Copy out the material below, replacing every "scouting log" with "survey record" and leaving everything else untouched.

────

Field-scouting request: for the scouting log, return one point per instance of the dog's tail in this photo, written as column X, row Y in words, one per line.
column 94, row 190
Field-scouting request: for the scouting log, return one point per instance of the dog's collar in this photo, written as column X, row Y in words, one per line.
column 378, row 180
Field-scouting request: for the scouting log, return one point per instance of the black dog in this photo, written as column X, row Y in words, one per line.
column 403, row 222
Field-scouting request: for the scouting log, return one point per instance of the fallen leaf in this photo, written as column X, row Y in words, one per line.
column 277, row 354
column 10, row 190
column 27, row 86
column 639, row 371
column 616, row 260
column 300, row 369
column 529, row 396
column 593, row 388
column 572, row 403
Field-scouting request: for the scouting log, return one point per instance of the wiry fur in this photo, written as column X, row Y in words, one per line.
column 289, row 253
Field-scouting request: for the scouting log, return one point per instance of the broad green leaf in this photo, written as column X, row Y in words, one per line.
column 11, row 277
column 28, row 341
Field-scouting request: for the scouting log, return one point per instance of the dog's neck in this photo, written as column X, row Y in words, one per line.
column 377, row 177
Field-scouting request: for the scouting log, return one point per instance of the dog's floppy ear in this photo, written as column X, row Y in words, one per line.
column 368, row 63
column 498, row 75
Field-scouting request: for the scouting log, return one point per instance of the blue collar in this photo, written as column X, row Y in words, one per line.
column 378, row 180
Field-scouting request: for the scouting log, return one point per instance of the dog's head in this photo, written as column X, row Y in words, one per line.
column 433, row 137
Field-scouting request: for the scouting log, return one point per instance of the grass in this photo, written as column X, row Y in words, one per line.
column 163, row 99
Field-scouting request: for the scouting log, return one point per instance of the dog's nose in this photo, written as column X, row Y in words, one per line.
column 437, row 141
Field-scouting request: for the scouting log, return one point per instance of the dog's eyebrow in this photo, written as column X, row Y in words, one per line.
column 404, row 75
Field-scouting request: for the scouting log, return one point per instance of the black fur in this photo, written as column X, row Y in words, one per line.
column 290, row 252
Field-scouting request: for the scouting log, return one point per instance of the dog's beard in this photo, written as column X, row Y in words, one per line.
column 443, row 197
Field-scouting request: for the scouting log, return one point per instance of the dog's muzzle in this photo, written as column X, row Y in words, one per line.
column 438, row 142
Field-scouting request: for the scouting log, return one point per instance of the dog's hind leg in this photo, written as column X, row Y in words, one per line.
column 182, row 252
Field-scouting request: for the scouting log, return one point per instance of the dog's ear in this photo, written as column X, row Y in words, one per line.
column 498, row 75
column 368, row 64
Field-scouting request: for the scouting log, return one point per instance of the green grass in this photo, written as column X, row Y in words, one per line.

────

_ANSWER IN FULL_:
Field-scouting request: for the survey record, return one point per instance of the dog's tail in this photo, written as column X, row Y in words, one per line.
column 94, row 190
Field-scouting request: for the survey record, return one point per instance of the dog's collar in this photo, written as column X, row Y in words, one per line.
column 378, row 180
Field-scouting request: for the survey record, return one point per instance of the black dog in this photo, written as column X, row Y in words, one per line.
column 403, row 222
Field-scouting request: for the survey record, return one point per instance of the fallen leaf in this photo, written as column X, row Y in words, one per line.
column 277, row 354
column 10, row 190
column 27, row 86
column 639, row 371
column 616, row 260
column 300, row 369
column 529, row 396
column 593, row 388
column 572, row 403
Field-scouting request: for the survey record, return one point per instance of the wiry fur in this photo, written as column X, row Y in words, one per line.
column 289, row 253
Field-scouting request: for the survey record, return one point per instance of the broad green leaf in this photo, written as column X, row Y in words, one per line.
column 11, row 277
column 28, row 341
Field-scouting request: for the survey record, return one point per instance of the dog's neck in this photo, written as column X, row Y in words, one per line.
column 377, row 177
Field-scouting request: for the survey record, return one point per instance of the dog's floppy ear in this photo, written as column X, row Y in words, one per line.
column 368, row 63
column 498, row 75
Field-scouting request: for the survey record, return one point per instance of the blue collar in this photo, written as column X, row Y in words, one per line.
column 378, row 180
Field-scouting request: for the survey record, return one point per instance of the dog's head in this photo, written as column X, row Y in words, one per line.
column 433, row 137
Field-scouting request: for the survey record, return one point per instance of the grass in this photo, written as column X, row Y in words, one per line.
column 163, row 99
Field-scouting request: for the survey record, return one point per instance of the dog's nose in this photo, written as column X, row Y in words, one per line.
column 437, row 141
Field-scouting request: for the survey record, return one point per instance of the dog's eyebrow in this photo, written as column X, row Y in words, one per line.
column 404, row 75
Field-scouting request: for the survey record, return one point per instance of the black fur in this photo, written as column X, row Y in words, one per line.
column 290, row 252
Field-scouting request: for the survey record, return one point per instance of the dog's beard in this photo, written as column X, row Y in words, one per line.
column 443, row 197
Field-scouting request: for the survey record, return one point per instance of the dog's muzzle in this photo, written as column X, row Y in words, one per line.
column 438, row 142
Field-scouting request: for the survey record, return one point per instance of the dog's hind leg in this photo, written as column X, row Y in words, one per line.
column 182, row 252
Field-scouting request: for the survey record, return one point per instance of the dog's ear in this photo, written as column X, row Y in words, one per line.
column 498, row 75
column 368, row 64
Field-scouting request: for the survey record, return one point per instance of the green grass in this photo, written as column X, row Y in words, one per line.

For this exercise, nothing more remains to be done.